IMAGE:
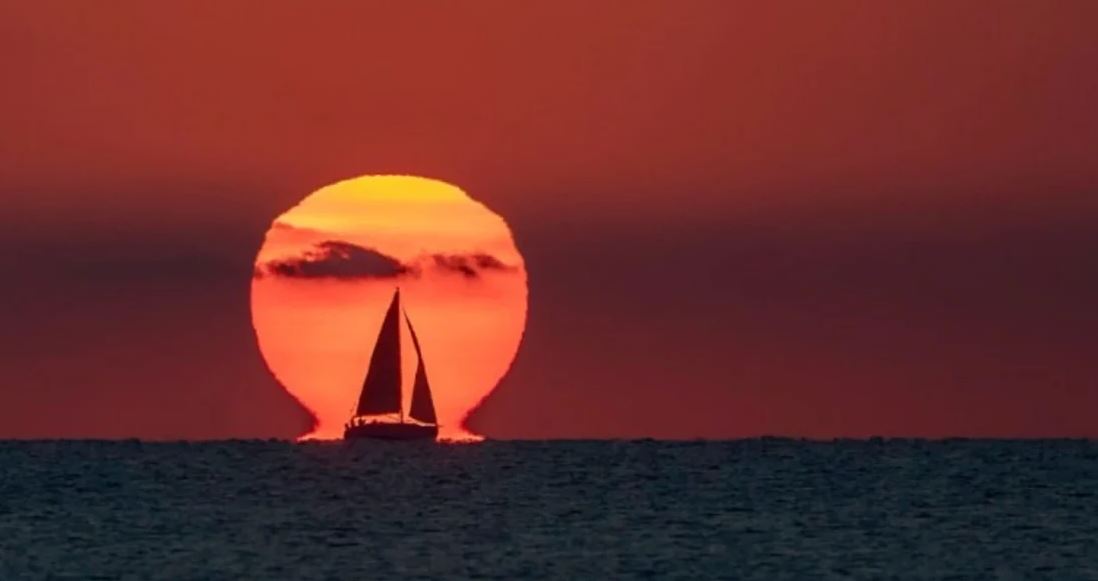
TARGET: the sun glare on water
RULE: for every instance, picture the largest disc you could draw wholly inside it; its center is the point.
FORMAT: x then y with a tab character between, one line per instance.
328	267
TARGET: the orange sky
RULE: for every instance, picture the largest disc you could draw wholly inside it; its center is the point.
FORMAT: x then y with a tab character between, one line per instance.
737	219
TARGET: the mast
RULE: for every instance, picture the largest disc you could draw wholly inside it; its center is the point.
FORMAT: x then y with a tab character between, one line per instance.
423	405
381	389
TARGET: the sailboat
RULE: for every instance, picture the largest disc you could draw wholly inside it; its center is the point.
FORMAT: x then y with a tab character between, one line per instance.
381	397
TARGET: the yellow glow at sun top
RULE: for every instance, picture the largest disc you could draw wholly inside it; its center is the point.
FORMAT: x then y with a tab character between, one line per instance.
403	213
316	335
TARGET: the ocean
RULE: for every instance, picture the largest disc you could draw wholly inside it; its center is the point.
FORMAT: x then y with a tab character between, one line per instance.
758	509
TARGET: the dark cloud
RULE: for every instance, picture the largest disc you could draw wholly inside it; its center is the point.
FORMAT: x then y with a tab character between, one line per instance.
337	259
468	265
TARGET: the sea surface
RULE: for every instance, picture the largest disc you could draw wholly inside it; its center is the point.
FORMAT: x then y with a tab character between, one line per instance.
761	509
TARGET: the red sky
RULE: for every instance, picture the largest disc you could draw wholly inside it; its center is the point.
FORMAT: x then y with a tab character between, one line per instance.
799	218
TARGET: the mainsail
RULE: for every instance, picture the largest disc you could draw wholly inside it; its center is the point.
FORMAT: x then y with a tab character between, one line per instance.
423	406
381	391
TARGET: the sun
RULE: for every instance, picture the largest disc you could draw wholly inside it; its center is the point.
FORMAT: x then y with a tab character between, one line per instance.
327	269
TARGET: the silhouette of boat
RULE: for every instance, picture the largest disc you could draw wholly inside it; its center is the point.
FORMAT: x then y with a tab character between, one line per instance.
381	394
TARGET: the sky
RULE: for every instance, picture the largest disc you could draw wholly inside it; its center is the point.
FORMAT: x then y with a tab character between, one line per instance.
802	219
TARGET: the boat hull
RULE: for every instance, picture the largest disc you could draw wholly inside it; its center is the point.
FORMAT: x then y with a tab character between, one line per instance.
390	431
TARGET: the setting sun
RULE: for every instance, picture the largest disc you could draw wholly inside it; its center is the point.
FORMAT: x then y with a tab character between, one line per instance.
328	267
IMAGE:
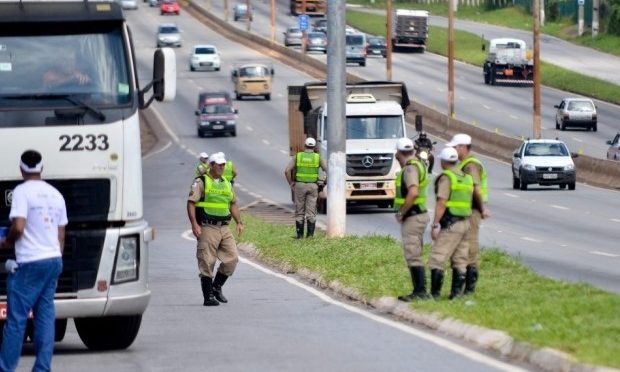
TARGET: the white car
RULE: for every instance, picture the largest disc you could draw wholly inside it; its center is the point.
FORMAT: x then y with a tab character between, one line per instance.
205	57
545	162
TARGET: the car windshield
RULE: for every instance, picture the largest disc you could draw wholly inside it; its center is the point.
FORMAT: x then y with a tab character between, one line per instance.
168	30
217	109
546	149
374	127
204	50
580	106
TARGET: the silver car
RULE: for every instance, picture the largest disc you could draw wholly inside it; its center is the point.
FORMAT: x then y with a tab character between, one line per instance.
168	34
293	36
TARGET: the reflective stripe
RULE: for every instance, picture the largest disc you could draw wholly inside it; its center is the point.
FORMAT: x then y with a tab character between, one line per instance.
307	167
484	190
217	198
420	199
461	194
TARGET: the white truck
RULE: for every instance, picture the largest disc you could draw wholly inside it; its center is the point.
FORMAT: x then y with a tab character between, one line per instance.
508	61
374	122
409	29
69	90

^^^^

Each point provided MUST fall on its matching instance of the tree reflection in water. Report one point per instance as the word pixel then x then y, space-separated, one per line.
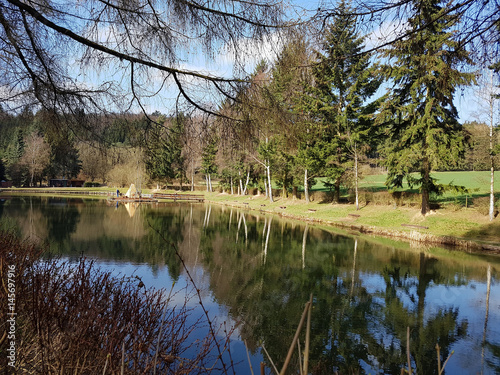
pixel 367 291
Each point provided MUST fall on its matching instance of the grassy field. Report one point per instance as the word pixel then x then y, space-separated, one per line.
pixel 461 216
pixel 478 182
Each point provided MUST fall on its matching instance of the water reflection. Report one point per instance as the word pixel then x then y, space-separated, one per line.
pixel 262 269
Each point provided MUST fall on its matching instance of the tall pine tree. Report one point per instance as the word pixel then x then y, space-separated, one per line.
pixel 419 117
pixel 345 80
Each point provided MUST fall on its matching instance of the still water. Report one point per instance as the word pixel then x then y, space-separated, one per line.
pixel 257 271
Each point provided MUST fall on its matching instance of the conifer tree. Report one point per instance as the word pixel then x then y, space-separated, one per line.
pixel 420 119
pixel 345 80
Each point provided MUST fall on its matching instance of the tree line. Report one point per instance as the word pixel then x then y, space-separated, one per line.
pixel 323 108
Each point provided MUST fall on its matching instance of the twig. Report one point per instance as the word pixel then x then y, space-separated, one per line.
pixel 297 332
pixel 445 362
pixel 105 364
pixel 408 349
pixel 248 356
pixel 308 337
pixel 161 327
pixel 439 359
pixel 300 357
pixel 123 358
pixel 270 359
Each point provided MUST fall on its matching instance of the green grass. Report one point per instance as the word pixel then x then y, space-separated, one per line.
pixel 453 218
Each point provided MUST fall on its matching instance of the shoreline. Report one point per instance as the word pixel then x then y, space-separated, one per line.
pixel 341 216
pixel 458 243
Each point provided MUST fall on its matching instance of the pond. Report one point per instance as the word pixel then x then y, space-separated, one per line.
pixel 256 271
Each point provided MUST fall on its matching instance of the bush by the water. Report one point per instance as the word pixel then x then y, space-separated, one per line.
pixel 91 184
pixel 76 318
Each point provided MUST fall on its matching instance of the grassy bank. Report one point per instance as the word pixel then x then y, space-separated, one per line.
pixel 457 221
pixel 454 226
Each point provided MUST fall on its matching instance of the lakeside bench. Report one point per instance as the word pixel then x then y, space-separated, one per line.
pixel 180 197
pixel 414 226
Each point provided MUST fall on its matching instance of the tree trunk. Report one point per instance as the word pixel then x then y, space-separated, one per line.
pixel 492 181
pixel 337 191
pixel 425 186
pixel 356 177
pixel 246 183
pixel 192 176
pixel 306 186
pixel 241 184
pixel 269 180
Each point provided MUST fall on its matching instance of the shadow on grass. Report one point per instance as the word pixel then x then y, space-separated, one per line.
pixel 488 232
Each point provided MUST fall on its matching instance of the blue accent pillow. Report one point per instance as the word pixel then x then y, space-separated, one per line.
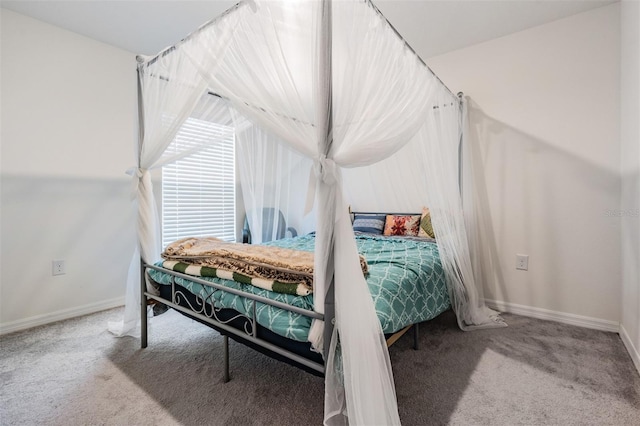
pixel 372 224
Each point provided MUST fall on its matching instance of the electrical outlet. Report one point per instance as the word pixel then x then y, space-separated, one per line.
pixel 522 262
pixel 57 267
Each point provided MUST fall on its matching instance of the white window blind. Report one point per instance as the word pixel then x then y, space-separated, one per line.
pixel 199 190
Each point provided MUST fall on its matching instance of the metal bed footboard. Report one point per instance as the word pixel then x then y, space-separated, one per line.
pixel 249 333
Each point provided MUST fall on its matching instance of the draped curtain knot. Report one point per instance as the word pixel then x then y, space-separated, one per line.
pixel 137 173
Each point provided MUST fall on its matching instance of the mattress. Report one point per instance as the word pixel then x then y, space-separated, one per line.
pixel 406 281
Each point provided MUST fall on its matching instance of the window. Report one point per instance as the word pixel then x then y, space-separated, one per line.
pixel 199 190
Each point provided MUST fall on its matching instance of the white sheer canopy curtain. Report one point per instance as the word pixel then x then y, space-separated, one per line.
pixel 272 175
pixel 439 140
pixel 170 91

^^^^

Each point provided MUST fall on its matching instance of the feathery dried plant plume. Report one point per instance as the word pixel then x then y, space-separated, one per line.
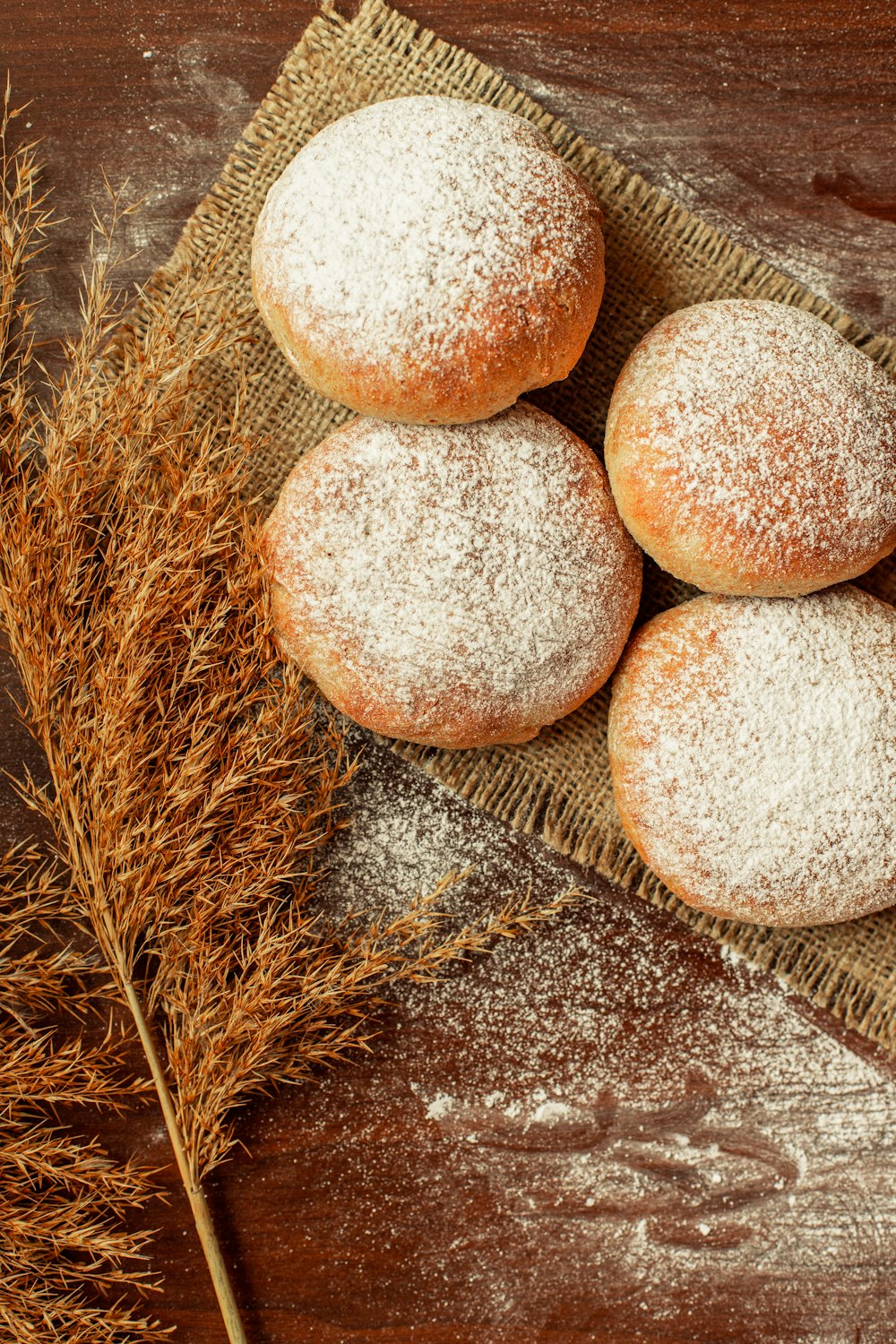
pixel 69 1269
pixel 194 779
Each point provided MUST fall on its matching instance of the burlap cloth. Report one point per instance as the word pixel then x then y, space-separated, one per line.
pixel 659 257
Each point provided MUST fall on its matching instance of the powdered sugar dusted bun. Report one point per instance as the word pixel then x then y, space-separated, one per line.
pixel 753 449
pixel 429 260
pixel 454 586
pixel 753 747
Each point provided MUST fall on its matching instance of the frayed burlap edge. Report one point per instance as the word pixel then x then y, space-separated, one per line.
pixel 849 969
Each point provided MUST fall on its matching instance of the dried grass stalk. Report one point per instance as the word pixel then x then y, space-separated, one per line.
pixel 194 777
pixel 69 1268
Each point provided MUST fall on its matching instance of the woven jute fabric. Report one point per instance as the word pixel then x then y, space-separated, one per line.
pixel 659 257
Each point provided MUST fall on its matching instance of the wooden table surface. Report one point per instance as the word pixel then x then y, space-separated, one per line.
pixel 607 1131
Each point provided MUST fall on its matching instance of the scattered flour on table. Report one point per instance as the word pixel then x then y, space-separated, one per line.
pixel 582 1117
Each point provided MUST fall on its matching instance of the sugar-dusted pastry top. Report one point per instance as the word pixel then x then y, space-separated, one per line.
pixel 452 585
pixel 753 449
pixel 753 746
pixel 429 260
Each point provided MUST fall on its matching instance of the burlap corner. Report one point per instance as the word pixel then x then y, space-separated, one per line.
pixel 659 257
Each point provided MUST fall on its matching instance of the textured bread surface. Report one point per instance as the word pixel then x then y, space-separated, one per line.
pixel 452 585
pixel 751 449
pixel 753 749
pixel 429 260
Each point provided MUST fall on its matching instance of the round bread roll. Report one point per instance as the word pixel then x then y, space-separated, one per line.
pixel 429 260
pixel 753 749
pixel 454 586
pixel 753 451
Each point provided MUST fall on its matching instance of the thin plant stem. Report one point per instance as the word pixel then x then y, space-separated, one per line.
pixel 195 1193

^^^^

What the task asks
Look above for the line containing "TARGET: the mast" and the line containing "TARGET: the ocean". Transcribe both, with the lines between them, exactly.

Result of the exercise
TARGET: the mast
RULE: for every instance, picture the largest disc you could draw wholly inside it; its center is the point.
FORMAT: x then y with a tab character between, one line per instance.
423	405
381	389
TARGET: the sailboat
RULE: for every instance, picture the largest disc you could draw wholly inside it; its center is the point.
FORMAT: x then y with a tab character between, one line per instance.
381	397
TARGET: the yellow glow at sun top
RULE: for every instance, picture the largest disc you could draw wholly inside it; its center is the point.
FORMAT: x then y with a tab character between, one line per instance.
403	213
316	335
TARGET: the ocean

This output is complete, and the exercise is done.